== Problem statement ==
In the plant gallery text, how does Monotropa hypopitys obtain its food?

== Text provided ==
= Beginning of Section =

Gallery containing public domain photos of flowers and plants from the Canadian National Parks – Western Canada. From the warm, temperate broadleaf forests of southern Ontario to the frigid Arctic plains of Northern Canada, from the wet temperate rainforests of the west coast to the arid deserts, badlands and tundra plains, the biodiversity of Canada’s plants is extensive.
Monotropa hypopitys, also known as Dutchman’s Pipe, Yellow Bird’s-nest or Pinesap, is a herbaceous perennial plant, formerly classified in the families Monotropaceae or Pyrolaceae, but now included within the subfamily Monotropoideae of the blueberry family (Ericaceae). It is native to temperate regions of the Northern Hemisphere, and is scarce or rare in many areas.
Unlike most plants, it does not contain chlorophyll; it is a myco-heterotroph, getting its food through parasitism upon fungi rather than photosynthesis. These fungi form a mycorrhiza with nearby tree species.
Mimulus guttatus, the Common monkey-flower, is a yellow bee-pollinated annual or perennial herbaceous wildflower that grows along the banks of streams and seeps in western North America. A highly variable plant, taking many forms, it is a species complex in that there is room to treat some of its forms as different species by some definitions. Mimulus guttatus is 10 to 80 cm tall with disproportionately large, 20 to 40 mm long, tubular flowers.
Lupin, often spelled lupine in North America, is the common name for members of the genus Lupinus in the family Fabaceae. The genus includes between 150-200 species, and has a wide distribution in the Mediterranean region – Subgen. Lupinus, and the Americas – Subgen. Platycarpos. In New Zealand lupins have escaped into the wild and grow in large numbers along main roads and streams in South Island.
Bitterroot (Lewisia rediviva Pursh) is a small, low plant with a pink to white flower. The plant is a low-growing perennial plant with a fleshy taproot and a simple or branched base. They range in color from whitish to deep pink or rose during May and June. It is found on sagebrush plains to the lower mountains, in western and south central Montana. It ranges in the north from British Columbia to southern California, and on the east side of the Cascade Range to Colorado and Arizona.
Lithospermum is a genus of plants belonging to the family Boraginaceae. Herbs or small shrubs, they are widely distributed except in Australasia. Species are known generally as gromwells or stoneseeds. Lithospermum officinale, or gromwell, is a European native while Lithospermum caroliniense, a species of puccoon, is native to North America. Lithospermum purpurocaeruleum is native to Japan.
Lilium philadelphicum, also known as the Wood Lily, is a perennial species of lily native to North America. This lily grows to a height of approximately 30 to 90 centimeters, and produces red or orange blooms between June and August. The wood lily is listed as endangered in Maryland, New Mexico, Tennessee and North Carolina. Its status is “threatened” in Kentucky and Ohio. In Saskatchewan, the flower is protected under the Provincial Emblems and Honours Act, meaning it cannot be picked, uprooted or destroyed in any way.
Lichens are composite organisms consisting of a fungus (the mycobiont) and a photosynthetic partner (the photobiont or phycobiont) growing together in a symbiotic relationship. The photobiont is usually either a green alga or cyanobacterium. The morphology, physiology and biochemistry of lichens are very different from those of the isolated fungus and alga in culture.
Lichens occur in some of the most extreme environments on Earth-arctic tundra, hot deserts, rocky coasts, and toxic slag heaps. However, they are also abundant as epiphytes on leaves and branches in rain forests and temperate woodland, on bare rock, including walls and gravestones, and on exposed soil surfaces in otherwise mesic habitats.
Lichens are widespread and may be long-lived; however, many are also vulnerable to environmental disturbance, and may be useful to scientists in assessing the effects of air pollution, ozone depletion, and metal contamination. Lichens have also been used in making dyes and perfumes, as well as in traditional medicines.

= End of Section =

Stored data entries:
= Beginning of Section =

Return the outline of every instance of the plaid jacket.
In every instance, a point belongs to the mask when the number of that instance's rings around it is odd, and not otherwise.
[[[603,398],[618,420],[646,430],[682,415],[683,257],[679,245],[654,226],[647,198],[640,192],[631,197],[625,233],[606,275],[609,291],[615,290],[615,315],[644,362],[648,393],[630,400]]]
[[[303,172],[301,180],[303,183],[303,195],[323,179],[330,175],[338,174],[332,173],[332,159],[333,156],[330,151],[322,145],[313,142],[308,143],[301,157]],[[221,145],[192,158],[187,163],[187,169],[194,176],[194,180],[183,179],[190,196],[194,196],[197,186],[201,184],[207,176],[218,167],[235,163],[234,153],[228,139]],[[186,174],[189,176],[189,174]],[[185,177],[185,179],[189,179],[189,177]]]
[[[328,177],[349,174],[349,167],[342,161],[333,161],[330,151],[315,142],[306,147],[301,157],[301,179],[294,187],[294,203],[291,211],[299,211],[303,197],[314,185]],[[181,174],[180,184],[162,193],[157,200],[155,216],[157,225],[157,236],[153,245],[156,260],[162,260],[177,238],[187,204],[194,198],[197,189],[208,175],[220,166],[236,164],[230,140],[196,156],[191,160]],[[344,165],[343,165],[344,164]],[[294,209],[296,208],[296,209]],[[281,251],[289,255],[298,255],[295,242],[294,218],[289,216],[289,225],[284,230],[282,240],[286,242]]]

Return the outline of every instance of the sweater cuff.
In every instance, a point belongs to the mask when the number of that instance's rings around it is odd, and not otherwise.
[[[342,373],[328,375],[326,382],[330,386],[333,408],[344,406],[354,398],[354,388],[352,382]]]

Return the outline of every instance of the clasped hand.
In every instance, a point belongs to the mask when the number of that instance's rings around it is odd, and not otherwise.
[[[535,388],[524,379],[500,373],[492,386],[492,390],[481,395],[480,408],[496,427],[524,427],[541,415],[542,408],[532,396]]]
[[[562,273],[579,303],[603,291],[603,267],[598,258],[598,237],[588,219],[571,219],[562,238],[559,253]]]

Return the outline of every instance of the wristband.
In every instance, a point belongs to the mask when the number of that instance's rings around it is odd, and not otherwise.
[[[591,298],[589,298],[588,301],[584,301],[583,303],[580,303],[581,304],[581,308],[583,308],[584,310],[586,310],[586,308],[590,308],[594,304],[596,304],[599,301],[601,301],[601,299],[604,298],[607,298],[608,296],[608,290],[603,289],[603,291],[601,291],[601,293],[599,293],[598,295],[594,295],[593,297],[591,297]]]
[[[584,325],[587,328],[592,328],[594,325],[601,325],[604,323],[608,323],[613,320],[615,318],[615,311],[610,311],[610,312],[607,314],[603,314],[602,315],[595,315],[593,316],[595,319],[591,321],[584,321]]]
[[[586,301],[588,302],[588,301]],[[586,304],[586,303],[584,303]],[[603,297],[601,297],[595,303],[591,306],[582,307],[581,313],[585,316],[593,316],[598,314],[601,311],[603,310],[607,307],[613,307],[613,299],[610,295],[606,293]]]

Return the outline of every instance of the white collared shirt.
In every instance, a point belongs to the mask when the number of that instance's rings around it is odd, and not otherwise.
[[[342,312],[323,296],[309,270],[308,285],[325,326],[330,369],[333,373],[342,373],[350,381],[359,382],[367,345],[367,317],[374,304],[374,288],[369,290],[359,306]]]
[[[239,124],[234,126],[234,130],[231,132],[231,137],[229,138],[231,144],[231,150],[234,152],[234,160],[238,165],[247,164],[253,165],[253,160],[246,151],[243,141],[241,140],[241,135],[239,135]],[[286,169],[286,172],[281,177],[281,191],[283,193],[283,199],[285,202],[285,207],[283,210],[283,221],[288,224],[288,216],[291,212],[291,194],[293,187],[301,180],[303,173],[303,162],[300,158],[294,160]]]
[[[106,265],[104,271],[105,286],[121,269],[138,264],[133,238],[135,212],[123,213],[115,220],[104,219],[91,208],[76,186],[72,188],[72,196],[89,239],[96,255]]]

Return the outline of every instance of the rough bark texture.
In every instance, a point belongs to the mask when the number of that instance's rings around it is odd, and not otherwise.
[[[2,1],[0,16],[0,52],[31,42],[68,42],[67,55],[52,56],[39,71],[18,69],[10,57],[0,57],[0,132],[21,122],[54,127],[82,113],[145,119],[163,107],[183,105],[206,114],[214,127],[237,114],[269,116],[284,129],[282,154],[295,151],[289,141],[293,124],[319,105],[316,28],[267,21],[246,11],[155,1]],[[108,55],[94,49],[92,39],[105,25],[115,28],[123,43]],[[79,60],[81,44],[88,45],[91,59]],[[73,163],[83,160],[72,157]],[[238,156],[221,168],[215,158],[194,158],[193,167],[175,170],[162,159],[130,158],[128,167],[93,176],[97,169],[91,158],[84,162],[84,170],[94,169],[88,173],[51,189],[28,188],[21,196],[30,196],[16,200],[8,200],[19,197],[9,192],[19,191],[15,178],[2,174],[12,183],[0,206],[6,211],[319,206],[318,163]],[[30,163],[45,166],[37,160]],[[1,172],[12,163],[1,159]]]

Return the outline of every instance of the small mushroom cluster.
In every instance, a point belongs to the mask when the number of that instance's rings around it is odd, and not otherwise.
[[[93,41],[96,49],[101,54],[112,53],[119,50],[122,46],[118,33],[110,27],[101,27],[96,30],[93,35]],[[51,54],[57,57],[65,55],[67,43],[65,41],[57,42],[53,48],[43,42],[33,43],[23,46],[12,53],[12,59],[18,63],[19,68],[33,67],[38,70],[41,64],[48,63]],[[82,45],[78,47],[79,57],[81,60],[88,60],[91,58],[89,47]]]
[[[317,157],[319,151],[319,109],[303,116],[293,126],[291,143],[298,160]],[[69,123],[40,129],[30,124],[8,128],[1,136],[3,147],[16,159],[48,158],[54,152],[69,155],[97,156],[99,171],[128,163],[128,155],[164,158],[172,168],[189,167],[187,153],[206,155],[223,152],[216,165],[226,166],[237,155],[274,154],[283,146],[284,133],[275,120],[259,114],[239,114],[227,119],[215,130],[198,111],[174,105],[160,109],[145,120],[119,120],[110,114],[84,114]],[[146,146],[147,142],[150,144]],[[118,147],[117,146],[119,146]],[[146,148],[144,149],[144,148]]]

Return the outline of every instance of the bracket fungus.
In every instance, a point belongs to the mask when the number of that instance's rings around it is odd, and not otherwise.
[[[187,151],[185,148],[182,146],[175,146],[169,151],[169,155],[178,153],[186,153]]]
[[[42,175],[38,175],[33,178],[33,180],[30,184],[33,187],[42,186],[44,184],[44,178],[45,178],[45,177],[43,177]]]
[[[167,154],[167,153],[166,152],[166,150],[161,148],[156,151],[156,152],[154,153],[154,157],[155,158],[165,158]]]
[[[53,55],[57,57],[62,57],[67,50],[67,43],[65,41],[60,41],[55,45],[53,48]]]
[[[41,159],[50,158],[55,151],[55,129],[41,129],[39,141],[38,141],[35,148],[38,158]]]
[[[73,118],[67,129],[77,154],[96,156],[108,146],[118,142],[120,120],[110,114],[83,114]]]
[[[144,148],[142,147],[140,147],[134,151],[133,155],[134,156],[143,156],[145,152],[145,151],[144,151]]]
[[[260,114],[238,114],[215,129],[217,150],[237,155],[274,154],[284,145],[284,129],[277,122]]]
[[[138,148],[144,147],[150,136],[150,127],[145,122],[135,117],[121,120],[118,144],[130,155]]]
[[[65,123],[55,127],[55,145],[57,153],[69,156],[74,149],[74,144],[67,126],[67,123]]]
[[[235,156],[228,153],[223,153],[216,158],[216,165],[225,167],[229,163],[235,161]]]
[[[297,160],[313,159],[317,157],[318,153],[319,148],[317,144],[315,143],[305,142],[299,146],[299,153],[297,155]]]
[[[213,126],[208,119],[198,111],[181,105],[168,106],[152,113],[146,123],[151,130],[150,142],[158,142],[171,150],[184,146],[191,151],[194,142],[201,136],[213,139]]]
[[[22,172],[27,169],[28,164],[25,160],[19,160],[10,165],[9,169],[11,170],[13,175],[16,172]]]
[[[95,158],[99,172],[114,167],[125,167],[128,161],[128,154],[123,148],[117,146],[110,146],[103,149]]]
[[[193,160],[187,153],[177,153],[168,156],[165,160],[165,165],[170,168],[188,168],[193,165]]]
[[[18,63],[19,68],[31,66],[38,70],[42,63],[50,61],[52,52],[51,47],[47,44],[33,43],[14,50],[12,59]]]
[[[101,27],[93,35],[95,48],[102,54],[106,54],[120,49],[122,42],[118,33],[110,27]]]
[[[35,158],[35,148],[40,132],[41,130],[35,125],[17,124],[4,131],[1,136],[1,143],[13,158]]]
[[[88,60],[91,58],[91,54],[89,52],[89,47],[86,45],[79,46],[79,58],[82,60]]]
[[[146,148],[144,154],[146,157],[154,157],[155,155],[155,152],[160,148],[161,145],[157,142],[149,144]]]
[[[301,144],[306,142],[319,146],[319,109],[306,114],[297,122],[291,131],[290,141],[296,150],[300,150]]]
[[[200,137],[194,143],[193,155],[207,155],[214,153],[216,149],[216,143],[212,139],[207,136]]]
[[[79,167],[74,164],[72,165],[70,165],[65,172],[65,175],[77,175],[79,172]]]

= End of Section =

== The answer ==
Through parasitism upon fungi rather than through photosynthesis.